The exercise calls for every entry that follows to be repeated exactly.

[Stored data entries]
**********

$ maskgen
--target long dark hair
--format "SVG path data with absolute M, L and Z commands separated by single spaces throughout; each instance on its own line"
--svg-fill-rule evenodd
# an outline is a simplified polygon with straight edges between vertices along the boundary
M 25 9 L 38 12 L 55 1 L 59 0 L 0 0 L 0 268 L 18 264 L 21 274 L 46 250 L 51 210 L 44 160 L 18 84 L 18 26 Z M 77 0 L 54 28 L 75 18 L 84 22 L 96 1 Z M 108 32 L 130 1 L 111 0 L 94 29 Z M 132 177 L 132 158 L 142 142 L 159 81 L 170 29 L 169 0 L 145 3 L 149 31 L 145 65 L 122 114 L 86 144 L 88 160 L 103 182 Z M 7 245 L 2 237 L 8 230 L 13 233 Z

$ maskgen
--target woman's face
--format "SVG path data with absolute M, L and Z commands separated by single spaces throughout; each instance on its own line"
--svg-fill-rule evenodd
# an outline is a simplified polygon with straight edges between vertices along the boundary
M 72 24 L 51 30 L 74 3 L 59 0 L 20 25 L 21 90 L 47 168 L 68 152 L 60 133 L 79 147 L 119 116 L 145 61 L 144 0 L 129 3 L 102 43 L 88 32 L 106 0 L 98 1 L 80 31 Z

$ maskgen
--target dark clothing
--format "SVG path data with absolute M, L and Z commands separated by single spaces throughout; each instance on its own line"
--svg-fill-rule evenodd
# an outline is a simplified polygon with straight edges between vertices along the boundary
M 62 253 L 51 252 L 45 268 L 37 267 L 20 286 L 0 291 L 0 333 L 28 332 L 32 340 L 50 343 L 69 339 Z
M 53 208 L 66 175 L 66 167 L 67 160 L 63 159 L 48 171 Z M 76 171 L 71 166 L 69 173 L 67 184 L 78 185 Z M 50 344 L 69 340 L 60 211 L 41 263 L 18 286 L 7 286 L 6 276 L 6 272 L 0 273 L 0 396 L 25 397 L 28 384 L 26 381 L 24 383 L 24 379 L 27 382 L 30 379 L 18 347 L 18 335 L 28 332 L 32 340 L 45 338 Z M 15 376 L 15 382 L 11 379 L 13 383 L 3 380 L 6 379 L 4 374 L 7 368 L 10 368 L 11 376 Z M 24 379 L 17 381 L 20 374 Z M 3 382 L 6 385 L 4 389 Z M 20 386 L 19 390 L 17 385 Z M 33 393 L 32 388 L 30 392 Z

**********

Response to the task:
$ maskgen
--target long dark hair
--format "SVG path data with absolute M, L and Z commands separated by single spaces throughout; each instance on its own line"
--svg-fill-rule evenodd
# an outline is a simplified polygon with straight edges between vertices along the boundary
M 25 9 L 38 12 L 55 1 L 59 0 L 0 0 L 0 268 L 18 264 L 21 274 L 46 250 L 51 210 L 44 160 L 18 84 L 18 26 Z M 77 0 L 54 28 L 75 18 L 84 22 L 96 1 Z M 108 32 L 130 1 L 111 0 L 94 29 Z M 132 177 L 132 158 L 142 142 L 159 81 L 170 29 L 169 0 L 145 3 L 149 31 L 145 65 L 122 114 L 86 144 L 88 160 L 103 182 Z M 7 245 L 2 237 L 8 230 L 13 233 Z

$ maskgen
--target woman's face
--format "SVG path data with absolute M, L and Z commands separated by single spaces throughout; each instance on its own line"
--svg-fill-rule evenodd
# an outline is a simplified polygon with straight edges between vertices along the boundary
M 72 24 L 51 30 L 74 3 L 59 0 L 20 25 L 21 90 L 47 168 L 68 152 L 60 133 L 79 147 L 119 116 L 145 61 L 144 0 L 129 3 L 102 43 L 88 32 L 106 0 L 98 1 L 80 31 Z

$ maskgen
--target dark clothing
--format "SVG path data with absolute M, L and Z commands separated by single spaces throughout; each instance on its own line"
--svg-fill-rule evenodd
# an outline is a simplified polygon with straight edges between vertices along the boundary
M 62 253 L 51 252 L 45 268 L 37 267 L 20 286 L 0 291 L 0 333 L 28 332 L 32 340 L 50 343 L 69 339 Z
M 53 208 L 66 175 L 66 167 L 67 160 L 63 159 L 48 171 Z M 76 171 L 71 166 L 69 173 L 67 184 L 78 185 Z M 50 344 L 69 340 L 60 211 L 41 263 L 18 286 L 7 286 L 6 276 L 6 272 L 0 273 L 0 396 L 25 397 L 28 384 L 26 381 L 24 383 L 24 379 L 27 382 L 30 379 L 18 347 L 18 335 L 28 332 L 32 340 L 45 338 Z M 15 376 L 15 382 L 11 379 L 13 383 L 3 380 L 6 379 L 4 374 L 7 368 L 10 368 L 11 376 Z M 24 379 L 17 381 L 20 374 Z M 3 382 L 6 385 L 4 389 Z M 20 386 L 19 390 L 17 385 Z M 33 393 L 32 388 L 30 392 Z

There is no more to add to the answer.